* 你要做的
(1) 根据给定文段，控制器智能体在每一步观察哪两项信息？
(2) 请一字不差地复制给定文段中从“大型语言模型通过扩展思维链推”起到“Andree-9/ACTS。”止的那部分。

* 给定文段
....
面向高效可控大语言模型推理的智能体思维链引导

摘要

大型语言模型通过扩展思维链推理提升了最终答案的准确性，但常存在令牌使用效率低下且缺乏推理过程可控性的问题。现有高效推理方法通过缩短、提前终止或压缩推理轨迹来控制思考长度，却未对模型如何思考进行显式控制。本文提出基于智能体的思维链导向（ACTS）方法，将推理导向建模为马尔可夫决策过程：控制器智能体在推理阶段自适应地引导冻结的推理器。在每一步，控制器观察推理轨迹与剩余思考预算，输出包含推理策略与导向短语的导向动作，该短语用于启动推理器的下一步生成。这种方法在保持推理器生成连续性的同时，实现了面向预算感知的策略控制以实现高效推理。我们通过多预算增强技术构建的合成导向轨迹初始化控制器智能体，并进一步采用基于预算条件奖励塑造的强化学习对其进行优化。跨多个基准的实验表明，ACTS在显著节省令牌的同时达到了与完整思考相当的性能，并在不同推理器与任务间实现了可控的准确率-效率权衡。代码已开源至 https://github.com/Andree-9/ACTS。

English

Large language models improve final-answer accuracy through extended chain-of-thought reasoning, but often spend tokens inefficiently and offer little inference-time control. Existing efficient reasoning methods control thinking length by shortening, early-stopping, or compressing traces, leaving how the model thinks implicit. In this paper, we propose Agentic Chain-of-Thought Steering (ACTS), which formulates reasoning steering as a Markov decision process where a controller agent adaptively steers a frozen reasoner during inference. At each step, the controller observes the reasoning trace and remaining thinking budget, then issues a steering action consisting of a reasoning strategy and a steering phrase that initiates the next reasoner step. This enables budget-aware strategy control for efficient reasoning while preserving the reasoner's generation continuity. We initialize the controller agent from our constructed synthetic steering trajectories with multi-budget augmentation, and further optimize it via reinforcement learning with budget-conditioned reward shaping. Experiments across multiple benchmarks show that ACTS matches full-thinking performance with substantial token savings, and enables controllable accuracy-efficiency trade-offs across different reasoners and tasks. The code is available at https://github.com/Andree-9/ACTS.
....
* 数据集

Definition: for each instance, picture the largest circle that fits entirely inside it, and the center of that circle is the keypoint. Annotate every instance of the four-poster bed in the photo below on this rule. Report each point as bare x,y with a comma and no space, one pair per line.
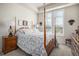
35,42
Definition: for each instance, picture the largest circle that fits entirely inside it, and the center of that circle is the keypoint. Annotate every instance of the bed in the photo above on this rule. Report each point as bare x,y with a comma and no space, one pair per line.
32,42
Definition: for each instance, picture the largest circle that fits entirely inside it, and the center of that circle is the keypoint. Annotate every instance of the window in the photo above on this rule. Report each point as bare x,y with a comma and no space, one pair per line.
59,16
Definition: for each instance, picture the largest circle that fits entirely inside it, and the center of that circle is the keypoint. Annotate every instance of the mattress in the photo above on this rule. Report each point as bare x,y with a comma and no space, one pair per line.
33,42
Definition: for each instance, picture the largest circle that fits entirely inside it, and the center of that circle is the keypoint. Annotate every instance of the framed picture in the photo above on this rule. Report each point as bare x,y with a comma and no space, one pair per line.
22,22
25,23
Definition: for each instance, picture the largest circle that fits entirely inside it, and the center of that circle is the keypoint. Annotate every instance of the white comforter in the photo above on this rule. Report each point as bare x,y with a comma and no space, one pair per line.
31,42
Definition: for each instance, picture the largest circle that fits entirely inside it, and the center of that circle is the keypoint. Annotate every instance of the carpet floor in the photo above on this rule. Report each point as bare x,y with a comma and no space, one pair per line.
61,50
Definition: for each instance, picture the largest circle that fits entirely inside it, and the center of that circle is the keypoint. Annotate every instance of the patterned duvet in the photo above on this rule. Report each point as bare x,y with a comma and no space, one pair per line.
31,43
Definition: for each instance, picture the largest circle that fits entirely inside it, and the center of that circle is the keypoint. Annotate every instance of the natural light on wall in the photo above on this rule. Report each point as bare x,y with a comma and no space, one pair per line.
55,17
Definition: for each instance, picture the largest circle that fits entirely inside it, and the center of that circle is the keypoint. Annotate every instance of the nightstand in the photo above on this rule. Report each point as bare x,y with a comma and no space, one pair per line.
9,44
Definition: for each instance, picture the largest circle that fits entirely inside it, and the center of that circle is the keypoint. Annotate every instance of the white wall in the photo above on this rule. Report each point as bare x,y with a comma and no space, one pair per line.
70,12
8,12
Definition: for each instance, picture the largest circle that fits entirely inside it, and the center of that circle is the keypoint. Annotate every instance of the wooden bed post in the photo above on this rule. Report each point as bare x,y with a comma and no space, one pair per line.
44,28
15,24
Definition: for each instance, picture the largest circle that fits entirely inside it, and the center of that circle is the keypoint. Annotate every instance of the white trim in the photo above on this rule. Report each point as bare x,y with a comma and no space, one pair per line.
58,7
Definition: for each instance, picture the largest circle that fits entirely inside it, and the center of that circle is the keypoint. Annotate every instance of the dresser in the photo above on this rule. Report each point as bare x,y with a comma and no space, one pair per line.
9,44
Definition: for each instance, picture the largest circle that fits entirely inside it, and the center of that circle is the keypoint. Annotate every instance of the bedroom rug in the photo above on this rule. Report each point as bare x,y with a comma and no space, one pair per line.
61,50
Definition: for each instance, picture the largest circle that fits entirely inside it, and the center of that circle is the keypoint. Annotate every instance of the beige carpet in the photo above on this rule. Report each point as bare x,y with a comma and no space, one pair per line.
62,50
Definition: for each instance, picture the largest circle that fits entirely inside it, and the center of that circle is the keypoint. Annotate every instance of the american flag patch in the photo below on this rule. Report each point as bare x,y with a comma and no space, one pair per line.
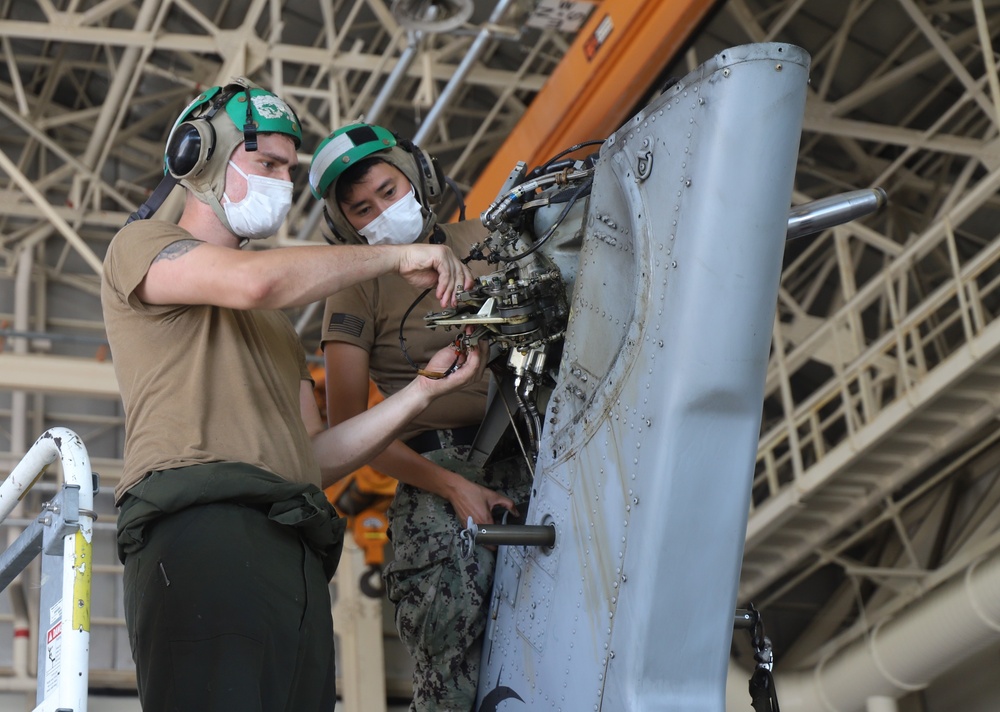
346,324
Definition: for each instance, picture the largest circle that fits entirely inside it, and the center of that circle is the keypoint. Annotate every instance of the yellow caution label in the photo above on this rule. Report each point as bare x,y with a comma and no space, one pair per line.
81,583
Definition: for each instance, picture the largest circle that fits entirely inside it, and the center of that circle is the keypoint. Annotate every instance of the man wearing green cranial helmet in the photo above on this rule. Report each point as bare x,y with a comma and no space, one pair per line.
227,538
380,190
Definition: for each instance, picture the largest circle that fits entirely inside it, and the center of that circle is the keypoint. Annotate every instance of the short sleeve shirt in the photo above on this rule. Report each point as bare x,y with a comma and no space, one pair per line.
200,384
369,314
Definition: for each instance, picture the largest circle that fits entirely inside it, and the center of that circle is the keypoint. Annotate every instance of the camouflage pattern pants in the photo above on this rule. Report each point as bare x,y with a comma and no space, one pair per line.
441,599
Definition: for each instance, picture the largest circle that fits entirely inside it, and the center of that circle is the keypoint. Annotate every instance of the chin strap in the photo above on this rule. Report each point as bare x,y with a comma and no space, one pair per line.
155,200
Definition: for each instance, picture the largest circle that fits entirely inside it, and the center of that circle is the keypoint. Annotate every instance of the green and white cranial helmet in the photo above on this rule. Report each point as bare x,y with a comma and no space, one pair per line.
213,125
348,146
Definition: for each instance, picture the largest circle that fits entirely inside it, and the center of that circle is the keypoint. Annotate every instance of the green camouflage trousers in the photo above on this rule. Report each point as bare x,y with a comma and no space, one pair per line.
441,599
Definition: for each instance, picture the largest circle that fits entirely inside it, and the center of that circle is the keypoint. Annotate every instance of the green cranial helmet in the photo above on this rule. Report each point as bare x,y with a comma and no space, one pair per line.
342,149
213,125
352,144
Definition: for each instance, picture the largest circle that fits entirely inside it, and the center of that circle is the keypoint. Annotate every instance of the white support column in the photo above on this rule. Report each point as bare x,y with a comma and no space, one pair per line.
881,704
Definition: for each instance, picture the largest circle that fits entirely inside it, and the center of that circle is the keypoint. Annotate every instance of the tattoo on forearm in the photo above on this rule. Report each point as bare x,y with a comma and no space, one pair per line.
177,249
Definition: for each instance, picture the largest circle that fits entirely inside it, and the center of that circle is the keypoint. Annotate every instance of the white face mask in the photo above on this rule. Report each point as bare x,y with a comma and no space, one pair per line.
399,224
262,210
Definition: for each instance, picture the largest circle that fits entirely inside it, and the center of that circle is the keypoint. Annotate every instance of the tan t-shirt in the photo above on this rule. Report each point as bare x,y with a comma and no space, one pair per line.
368,315
200,384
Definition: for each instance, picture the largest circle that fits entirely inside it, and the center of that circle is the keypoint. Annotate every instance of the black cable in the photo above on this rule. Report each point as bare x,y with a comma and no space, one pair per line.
542,168
562,216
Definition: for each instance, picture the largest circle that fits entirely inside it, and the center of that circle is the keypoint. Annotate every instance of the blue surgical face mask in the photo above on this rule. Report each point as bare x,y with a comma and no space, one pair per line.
399,224
262,210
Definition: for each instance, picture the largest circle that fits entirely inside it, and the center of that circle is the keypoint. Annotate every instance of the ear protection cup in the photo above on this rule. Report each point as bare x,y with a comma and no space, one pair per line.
192,142
430,173
189,148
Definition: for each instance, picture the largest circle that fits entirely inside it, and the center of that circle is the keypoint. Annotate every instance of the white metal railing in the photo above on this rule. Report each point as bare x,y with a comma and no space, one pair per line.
873,371
62,534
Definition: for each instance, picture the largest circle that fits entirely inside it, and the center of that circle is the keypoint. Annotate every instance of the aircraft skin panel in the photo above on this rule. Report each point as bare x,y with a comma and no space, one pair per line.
646,460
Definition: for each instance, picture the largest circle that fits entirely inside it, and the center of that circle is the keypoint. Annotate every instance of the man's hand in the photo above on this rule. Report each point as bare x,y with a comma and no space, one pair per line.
453,367
476,501
429,265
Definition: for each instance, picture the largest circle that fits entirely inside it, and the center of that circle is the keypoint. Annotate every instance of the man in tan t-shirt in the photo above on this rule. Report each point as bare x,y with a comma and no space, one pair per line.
379,190
227,539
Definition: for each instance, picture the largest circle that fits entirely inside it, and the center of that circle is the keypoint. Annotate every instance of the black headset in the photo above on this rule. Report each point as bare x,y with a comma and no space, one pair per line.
190,147
427,167
432,183
192,142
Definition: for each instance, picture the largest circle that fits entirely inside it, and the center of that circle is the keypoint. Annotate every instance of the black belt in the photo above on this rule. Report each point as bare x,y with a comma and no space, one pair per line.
431,440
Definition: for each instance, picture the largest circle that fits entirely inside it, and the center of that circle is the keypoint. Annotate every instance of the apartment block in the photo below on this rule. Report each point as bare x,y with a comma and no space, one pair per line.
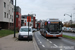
....
* 参考答案
(1) 推理轨迹与剩余思考预算。

(2)
大型语言模型通过扩展思维链推理提升了最终答案的准确性，但常存在令牌使用效率低下且缺乏推理过程可控性的问题。现有高效推理方法通过缩短、提前终止或压缩推理轨迹来控制思考长度，却未对模型如何思考进行显式控制。本文提出基于智能体的思维链导向（ACTS）方法，将推理导向建模为马尔可夫决策过程：控制器智能体在推理阶段自适应地引导冻结的推理器。在每一步，控制器观察推理轨迹与剩余思考预算，输出包含推理策略与导向短语的导向动作，该短语用于启动推理器的下一步生成。这种方法在保持推理器生成连续性的同时，实现了面向预算感知的策略控制以实现高效推理。我们通过多预算增强技术构建的合成导向轨迹初始化控制器智能体，并进一步采用基于预算条件奖励塑造的强化学习对其进行优化。跨多个基准的实验表明，ACTS在显著节省令牌的同时达到了与完整思考相当的性能，并在不同推理器与任务间实现了可控的准确率-效率权衡。代码已开源至 https://github.com/Andree-9/ACTS。